Problem details - Print all of the data below exactly as it appears, leaving out every image.

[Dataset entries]
----------

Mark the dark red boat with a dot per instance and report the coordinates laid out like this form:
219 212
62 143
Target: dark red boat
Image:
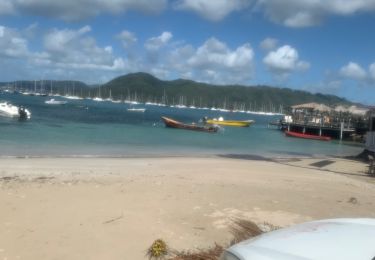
175 124
307 136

----------

Answer for the task -
Mark the dark red boat with a dot per instance and report the coordinates laid out like this form:
219 212
62 143
Target: dark red boat
Image:
175 124
307 136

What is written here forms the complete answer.